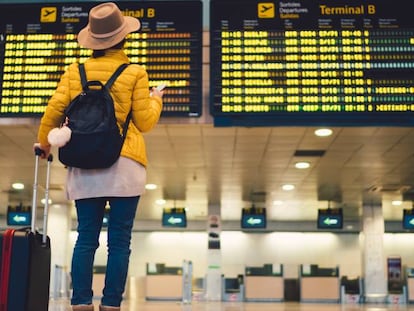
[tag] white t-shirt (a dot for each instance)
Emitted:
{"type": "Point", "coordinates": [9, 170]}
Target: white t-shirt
{"type": "Point", "coordinates": [125, 178]}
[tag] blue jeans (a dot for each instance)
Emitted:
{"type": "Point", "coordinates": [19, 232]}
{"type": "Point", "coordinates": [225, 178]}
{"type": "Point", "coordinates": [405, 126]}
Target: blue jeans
= = = = =
■ The task
Copy every record character for character. Skip the pictures.

■ The completed task
[tag] white t-shirt (a dot for each instance)
Emitted:
{"type": "Point", "coordinates": [9, 170]}
Target: white t-shirt
{"type": "Point", "coordinates": [125, 178]}
[tag] blue jeans (a dot for each instance)
Emitted:
{"type": "Point", "coordinates": [19, 232]}
{"type": "Point", "coordinates": [225, 178]}
{"type": "Point", "coordinates": [405, 126]}
Target: blue jeans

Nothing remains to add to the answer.